Written request - Write out each entry, exactly the way it appears.

(Entries from a pointing dataset)
----------

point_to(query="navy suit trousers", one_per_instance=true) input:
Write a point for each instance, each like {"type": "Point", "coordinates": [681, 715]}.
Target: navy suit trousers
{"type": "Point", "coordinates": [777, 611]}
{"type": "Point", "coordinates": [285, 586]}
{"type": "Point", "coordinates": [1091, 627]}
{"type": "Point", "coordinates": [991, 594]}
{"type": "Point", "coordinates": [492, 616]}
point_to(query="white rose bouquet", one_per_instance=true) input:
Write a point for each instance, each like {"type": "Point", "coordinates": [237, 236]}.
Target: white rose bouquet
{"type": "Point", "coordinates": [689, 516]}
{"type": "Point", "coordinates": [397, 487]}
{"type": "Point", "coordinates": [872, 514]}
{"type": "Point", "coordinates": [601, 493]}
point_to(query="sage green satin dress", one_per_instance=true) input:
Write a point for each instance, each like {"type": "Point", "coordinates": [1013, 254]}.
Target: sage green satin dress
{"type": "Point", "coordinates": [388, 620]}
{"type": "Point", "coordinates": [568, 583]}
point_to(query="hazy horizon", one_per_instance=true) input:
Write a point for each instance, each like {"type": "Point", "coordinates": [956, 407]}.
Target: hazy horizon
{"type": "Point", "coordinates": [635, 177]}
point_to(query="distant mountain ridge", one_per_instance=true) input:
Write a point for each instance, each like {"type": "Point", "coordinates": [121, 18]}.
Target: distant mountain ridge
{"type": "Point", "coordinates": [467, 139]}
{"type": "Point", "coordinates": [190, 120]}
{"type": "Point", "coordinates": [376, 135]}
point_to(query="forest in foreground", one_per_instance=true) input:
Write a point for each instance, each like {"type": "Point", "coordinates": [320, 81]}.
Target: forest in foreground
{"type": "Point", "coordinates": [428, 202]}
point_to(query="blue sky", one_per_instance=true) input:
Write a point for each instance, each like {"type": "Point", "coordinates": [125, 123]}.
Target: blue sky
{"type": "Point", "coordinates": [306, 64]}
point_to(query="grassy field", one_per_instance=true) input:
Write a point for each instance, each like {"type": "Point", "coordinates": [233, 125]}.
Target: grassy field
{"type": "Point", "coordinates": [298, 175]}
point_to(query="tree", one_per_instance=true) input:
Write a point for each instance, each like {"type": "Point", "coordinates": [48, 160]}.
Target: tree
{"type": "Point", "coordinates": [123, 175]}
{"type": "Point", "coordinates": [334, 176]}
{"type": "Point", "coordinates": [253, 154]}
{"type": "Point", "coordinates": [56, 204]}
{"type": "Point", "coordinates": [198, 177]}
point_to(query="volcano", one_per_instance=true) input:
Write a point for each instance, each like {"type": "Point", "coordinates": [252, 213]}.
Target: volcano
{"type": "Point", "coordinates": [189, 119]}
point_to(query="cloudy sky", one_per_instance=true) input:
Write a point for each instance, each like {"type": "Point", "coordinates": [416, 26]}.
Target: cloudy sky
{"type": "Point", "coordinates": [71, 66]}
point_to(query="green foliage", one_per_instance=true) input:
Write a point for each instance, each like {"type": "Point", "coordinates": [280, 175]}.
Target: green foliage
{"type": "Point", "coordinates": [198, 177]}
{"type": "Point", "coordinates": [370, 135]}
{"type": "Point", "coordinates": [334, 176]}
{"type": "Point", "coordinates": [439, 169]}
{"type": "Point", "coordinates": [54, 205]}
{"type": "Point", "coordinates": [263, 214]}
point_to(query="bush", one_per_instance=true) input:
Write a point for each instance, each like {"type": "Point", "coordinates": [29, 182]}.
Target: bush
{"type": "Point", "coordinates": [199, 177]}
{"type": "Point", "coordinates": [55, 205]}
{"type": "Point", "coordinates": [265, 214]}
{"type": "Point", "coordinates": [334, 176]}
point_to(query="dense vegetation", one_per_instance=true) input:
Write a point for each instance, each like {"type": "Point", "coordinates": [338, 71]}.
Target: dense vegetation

----------

Expected answer -
point_to(query="navy suit trousers", one_per_instance=true) input:
Write a point for each instance, each like {"type": "Point", "coordinates": [681, 715]}.
Target: navy suit trousers
{"type": "Point", "coordinates": [777, 611]}
{"type": "Point", "coordinates": [285, 586]}
{"type": "Point", "coordinates": [1091, 627]}
{"type": "Point", "coordinates": [991, 594]}
{"type": "Point", "coordinates": [492, 616]}
point_to(query="white rose bouquet", one_per_instance=true) input:
Write a point for each instance, each like {"type": "Point", "coordinates": [237, 236]}.
Target: white rose bouquet
{"type": "Point", "coordinates": [689, 516]}
{"type": "Point", "coordinates": [397, 487]}
{"type": "Point", "coordinates": [872, 514]}
{"type": "Point", "coordinates": [601, 493]}
point_to(query="sage green satin dress", one_per_instance=true) input:
Write a point for each instance, each like {"type": "Point", "coordinates": [1013, 254]}.
Target: sage green satin dress
{"type": "Point", "coordinates": [388, 620]}
{"type": "Point", "coordinates": [568, 583]}
point_to(query="hazy horizon", one_per_instance=true) input:
Write a point for each instance, each like {"type": "Point", "coordinates": [956, 407]}.
Target: hazy horizon
{"type": "Point", "coordinates": [635, 177]}
point_to(query="distant mountain ridge", one_per_instance=true) input:
Write a point for each instance, each like {"type": "Point", "coordinates": [121, 18]}.
Target: distant mountain ridge
{"type": "Point", "coordinates": [467, 139]}
{"type": "Point", "coordinates": [190, 120]}
{"type": "Point", "coordinates": [376, 135]}
point_to(query="forest in foreground", one_per_instance=true) input:
Write a point for each instance, each like {"type": "Point", "coordinates": [320, 81]}.
Target: forest in foreground
{"type": "Point", "coordinates": [428, 202]}
point_to(query="blue sky", one_per_instance=true) input:
Write a point for each instance, each like {"type": "Point", "coordinates": [125, 123]}.
Target: blue sky
{"type": "Point", "coordinates": [306, 64]}
point_to(query="grassy field", one_per_instance=true) input:
Write a point for each instance, each like {"type": "Point", "coordinates": [233, 125]}.
Target: grassy field
{"type": "Point", "coordinates": [298, 175]}
point_to(query="tree", one_per_instance=true) input:
Write a point for each instance, each like {"type": "Point", "coordinates": [48, 160]}.
Target: tree
{"type": "Point", "coordinates": [123, 175]}
{"type": "Point", "coordinates": [334, 176]}
{"type": "Point", "coordinates": [253, 154]}
{"type": "Point", "coordinates": [56, 204]}
{"type": "Point", "coordinates": [198, 177]}
point_to(query="volcano", one_per_instance=true) input:
Write a point for each instance, each like {"type": "Point", "coordinates": [252, 213]}.
Target: volcano
{"type": "Point", "coordinates": [189, 119]}
point_to(query="cloudy sky", one_per_instance=true) input:
Write a point for each instance, each like {"type": "Point", "coordinates": [416, 26]}.
Target: cloudy sky
{"type": "Point", "coordinates": [71, 66]}
point_to(query="green foliage", one_per_instance=true) input:
Write a point for each instance, each like {"type": "Point", "coordinates": [280, 175]}.
Target: green foliage
{"type": "Point", "coordinates": [198, 177]}
{"type": "Point", "coordinates": [370, 135]}
{"type": "Point", "coordinates": [334, 176]}
{"type": "Point", "coordinates": [439, 169]}
{"type": "Point", "coordinates": [54, 205]}
{"type": "Point", "coordinates": [263, 214]}
point_to(query="bush", one_per_instance=true) input:
Write a point for each instance, each like {"type": "Point", "coordinates": [29, 182]}.
Target: bush
{"type": "Point", "coordinates": [199, 177]}
{"type": "Point", "coordinates": [55, 205]}
{"type": "Point", "coordinates": [265, 214]}
{"type": "Point", "coordinates": [334, 176]}
point_to(query="dense vegetation", one_per_instance=true) input:
Write a point for each instance, each like {"type": "Point", "coordinates": [338, 71]}.
Target: dense vegetation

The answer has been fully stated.